Please restate every record below word for word.

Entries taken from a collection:
▼

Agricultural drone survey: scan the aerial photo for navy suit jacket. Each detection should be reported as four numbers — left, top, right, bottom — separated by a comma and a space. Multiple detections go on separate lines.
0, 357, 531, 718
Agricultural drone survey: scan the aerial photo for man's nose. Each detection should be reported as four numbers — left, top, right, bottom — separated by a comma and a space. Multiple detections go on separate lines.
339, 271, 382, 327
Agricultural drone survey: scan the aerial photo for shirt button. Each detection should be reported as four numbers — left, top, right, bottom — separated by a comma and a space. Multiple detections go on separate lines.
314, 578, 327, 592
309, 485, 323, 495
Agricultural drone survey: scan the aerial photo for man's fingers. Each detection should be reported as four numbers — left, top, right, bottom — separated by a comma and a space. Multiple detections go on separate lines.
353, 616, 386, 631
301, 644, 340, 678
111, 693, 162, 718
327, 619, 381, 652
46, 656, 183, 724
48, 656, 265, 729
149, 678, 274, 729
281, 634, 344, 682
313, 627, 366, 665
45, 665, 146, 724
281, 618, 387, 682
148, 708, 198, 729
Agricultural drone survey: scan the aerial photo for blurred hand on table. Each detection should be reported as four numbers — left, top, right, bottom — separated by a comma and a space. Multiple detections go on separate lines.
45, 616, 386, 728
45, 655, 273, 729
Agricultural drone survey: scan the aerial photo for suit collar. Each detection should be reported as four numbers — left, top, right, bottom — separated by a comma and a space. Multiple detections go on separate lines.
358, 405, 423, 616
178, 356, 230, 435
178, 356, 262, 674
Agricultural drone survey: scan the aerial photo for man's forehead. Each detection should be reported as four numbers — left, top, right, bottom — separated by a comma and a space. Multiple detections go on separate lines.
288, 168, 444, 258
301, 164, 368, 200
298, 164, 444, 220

▲

Response below |
Agricultural drone survey: scan the aerial photo for navy suit jacket. Each detection should be reported as four numbers — left, top, right, bottom — separated by a comma and a space. Multiple detections go on separate lines.
0, 357, 531, 718
Agricultural drone survey: scan the aerial photo for man's nose. Each detection should be reported as four numbers — left, top, right, bottom — separated by a comma and a space. Multiple detections go on separate lines.
339, 271, 382, 327
Agricultural drone survey: scan the aerial photo for shirt button. Each detection should be reported as four numbers — left, top, right, bottom — separated by a comma and a space. Multiple detections go on separate lines.
314, 578, 327, 592
309, 485, 323, 495
Agricultural drone survey: scan the aerial photo for man's fingers. Each detection should be reported as four numbers — left, top, right, bottom — separated by a comma and a space. Multiple detections go on separate lines.
353, 616, 386, 631
301, 644, 340, 678
111, 693, 162, 718
327, 619, 381, 652
46, 656, 183, 724
48, 656, 265, 729
149, 678, 274, 729
281, 634, 344, 682
313, 627, 366, 665
45, 665, 146, 724
281, 618, 387, 682
148, 708, 198, 729
Agricultural drone survey: scan the aerial photo for blurred hand on table. Each detection should be reported as four numbers — left, top, right, bottom — separated by a comma and a space. Multiple detections go on separate lines.
45, 616, 386, 728
45, 655, 273, 729
Agricultural drone survey: scan the aerial photo for suit collar. Each detection should be reported as four numbers — left, top, right, bottom — separated by a comma and a space. Multiple detections go on separate lines.
358, 405, 423, 616
178, 356, 230, 435
178, 356, 262, 674
Agricultural drone survey: scan the aerial photo for man's forehead. Each detection should be reported as four numbers — left, top, right, bottom — separated by a comma and a space. Multiple detections go on separate lines.
288, 168, 444, 258
301, 164, 368, 200
298, 164, 444, 220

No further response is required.